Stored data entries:
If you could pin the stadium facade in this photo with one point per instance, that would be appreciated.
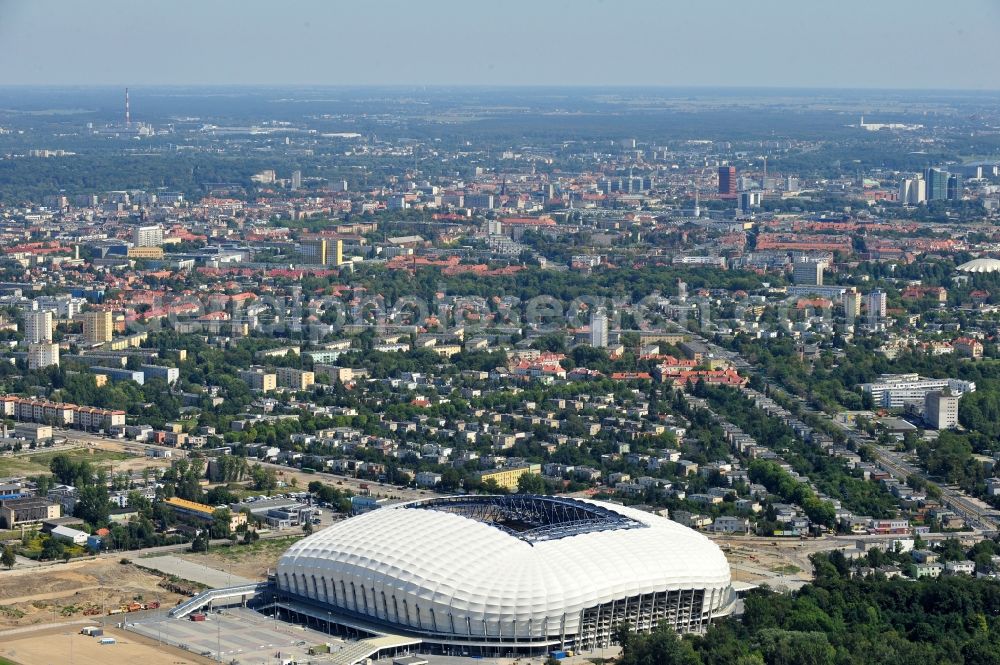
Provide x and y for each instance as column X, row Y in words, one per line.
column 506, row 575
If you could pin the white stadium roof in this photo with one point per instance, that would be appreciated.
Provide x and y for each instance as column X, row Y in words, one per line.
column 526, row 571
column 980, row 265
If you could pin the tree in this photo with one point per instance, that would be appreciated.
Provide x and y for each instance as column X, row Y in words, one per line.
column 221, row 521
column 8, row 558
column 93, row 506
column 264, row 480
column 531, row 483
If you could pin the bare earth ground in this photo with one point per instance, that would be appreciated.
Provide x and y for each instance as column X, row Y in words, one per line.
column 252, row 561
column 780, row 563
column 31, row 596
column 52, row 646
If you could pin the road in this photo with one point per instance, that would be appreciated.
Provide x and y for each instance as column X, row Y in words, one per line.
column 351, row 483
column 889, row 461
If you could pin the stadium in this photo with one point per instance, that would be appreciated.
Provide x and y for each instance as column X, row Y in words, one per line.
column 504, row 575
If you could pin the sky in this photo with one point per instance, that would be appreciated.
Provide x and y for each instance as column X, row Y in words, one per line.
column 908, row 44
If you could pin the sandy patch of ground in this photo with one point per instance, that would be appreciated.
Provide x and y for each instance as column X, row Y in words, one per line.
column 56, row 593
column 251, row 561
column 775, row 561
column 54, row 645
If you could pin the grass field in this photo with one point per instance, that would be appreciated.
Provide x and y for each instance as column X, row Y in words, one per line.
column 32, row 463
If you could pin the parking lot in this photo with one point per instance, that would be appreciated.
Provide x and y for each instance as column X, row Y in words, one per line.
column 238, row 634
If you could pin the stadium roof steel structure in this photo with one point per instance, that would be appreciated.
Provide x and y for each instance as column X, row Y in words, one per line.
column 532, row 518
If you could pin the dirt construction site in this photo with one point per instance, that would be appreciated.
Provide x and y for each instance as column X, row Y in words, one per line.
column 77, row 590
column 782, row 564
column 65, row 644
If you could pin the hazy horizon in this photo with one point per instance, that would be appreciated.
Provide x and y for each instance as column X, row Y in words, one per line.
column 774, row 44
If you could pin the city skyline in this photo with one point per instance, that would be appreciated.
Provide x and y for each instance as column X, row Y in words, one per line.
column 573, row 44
--
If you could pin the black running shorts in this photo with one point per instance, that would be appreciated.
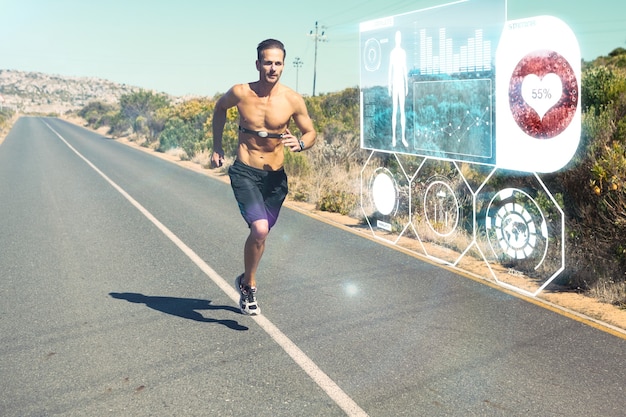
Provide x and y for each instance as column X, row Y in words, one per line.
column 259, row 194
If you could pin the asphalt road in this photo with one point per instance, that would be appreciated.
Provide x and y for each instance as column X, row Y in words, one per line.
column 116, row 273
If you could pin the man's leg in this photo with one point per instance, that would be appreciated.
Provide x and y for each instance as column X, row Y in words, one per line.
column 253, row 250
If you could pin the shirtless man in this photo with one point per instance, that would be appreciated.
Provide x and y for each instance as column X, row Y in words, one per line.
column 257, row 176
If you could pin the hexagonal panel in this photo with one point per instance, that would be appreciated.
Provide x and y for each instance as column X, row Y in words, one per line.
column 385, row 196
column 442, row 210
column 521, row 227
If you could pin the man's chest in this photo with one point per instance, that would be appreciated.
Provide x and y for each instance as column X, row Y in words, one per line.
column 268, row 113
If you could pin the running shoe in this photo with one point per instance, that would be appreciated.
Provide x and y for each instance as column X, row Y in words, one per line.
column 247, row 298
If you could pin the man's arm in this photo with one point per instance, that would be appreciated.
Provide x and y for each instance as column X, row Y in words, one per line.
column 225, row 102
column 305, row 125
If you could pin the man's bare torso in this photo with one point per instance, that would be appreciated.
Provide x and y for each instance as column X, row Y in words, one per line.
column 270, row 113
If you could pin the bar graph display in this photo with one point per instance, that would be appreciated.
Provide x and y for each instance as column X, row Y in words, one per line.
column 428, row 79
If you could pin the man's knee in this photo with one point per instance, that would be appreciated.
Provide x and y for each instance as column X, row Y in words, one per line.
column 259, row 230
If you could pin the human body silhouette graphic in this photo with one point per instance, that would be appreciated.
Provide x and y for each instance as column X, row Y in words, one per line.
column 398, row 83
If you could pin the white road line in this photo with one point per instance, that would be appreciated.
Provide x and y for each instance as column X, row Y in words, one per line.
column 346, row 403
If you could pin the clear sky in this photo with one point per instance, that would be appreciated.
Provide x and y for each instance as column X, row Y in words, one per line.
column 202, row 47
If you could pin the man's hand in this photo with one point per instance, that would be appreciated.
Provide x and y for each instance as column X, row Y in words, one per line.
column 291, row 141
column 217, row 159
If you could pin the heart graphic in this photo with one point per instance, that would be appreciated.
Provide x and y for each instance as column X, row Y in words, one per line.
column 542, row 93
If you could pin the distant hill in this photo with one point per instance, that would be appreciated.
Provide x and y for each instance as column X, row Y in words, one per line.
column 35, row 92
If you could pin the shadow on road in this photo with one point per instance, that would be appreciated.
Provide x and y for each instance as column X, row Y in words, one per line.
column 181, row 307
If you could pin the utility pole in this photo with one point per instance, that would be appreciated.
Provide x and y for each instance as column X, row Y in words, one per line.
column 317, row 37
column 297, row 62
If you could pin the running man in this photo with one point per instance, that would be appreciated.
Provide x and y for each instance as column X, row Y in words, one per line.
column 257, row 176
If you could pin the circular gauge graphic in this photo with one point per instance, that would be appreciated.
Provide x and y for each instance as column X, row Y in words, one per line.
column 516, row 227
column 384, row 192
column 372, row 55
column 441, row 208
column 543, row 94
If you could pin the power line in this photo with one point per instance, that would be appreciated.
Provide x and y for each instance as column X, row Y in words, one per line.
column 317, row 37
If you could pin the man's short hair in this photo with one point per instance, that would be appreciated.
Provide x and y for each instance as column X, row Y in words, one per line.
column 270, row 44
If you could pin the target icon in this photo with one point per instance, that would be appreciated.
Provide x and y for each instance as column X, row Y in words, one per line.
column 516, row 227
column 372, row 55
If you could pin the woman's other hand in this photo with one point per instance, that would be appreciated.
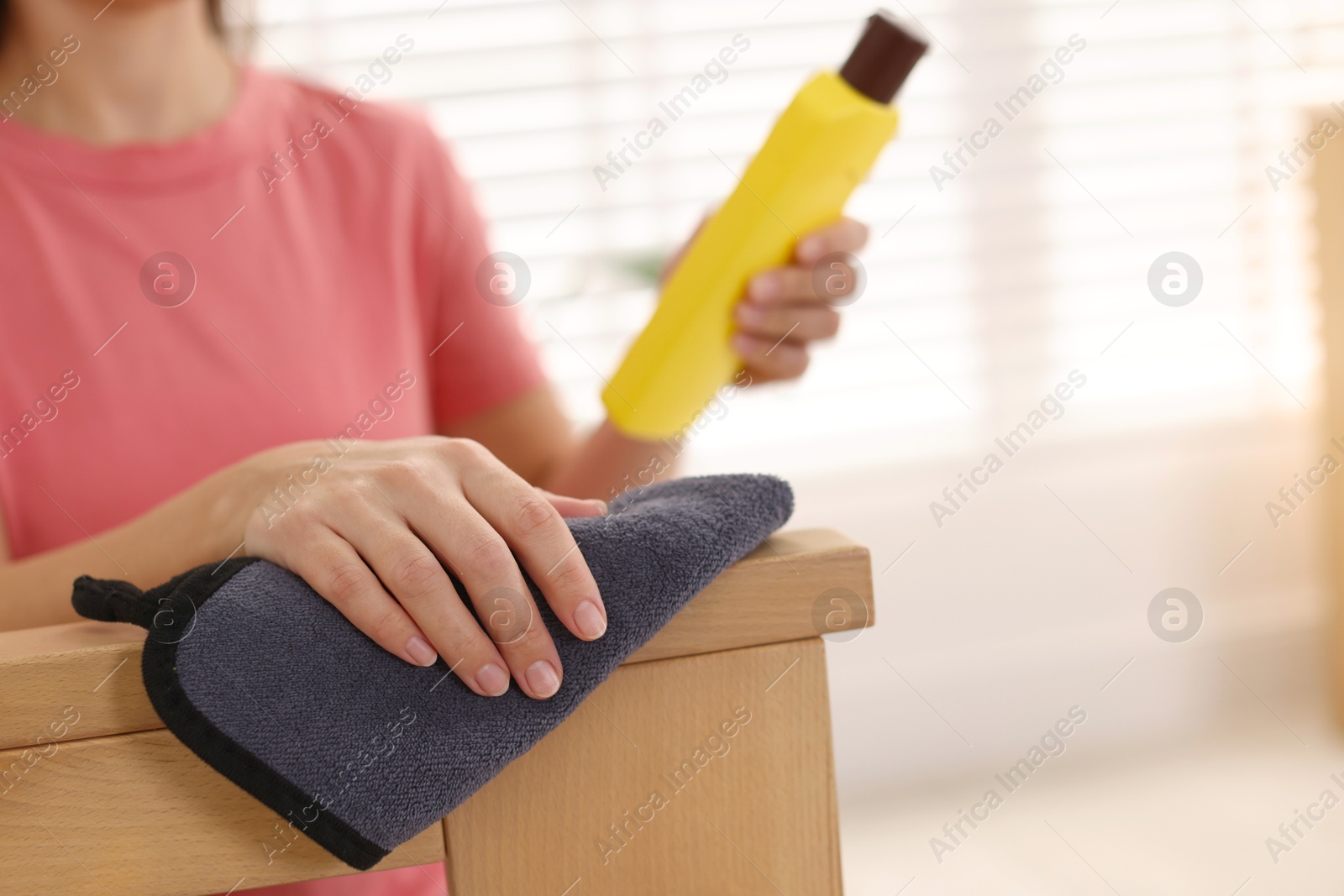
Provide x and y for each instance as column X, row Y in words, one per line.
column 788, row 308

- _WHAT TO PRODUCE_
Can you reproduce the listing starting at the line containing "If you could pin the bare" and ending at the line containing "column 504, row 575", swapping "bare earth ground" for "exposed dirt patch" and leaving everything else unchanged?

- _WRITTEN ANSWER_
If you could pin the exposed dirt patch in this photo with one point per instance, that would be appreciated.
Provide x and y for each instance as column X, row Y in words, one per line.
column 252, row 561
column 780, row 563
column 31, row 596
column 52, row 646
If you could pin the road in this photo with one point per instance, that would be appreciated.
Provide x and y for each instance as column X, row Y in words, one per line.
column 351, row 483
column 889, row 461
If you could pin the stadium in this photo with one point per instance, that would be appreciated.
Provide x and y for each instance as column X, row Y in words, one per line.
column 504, row 575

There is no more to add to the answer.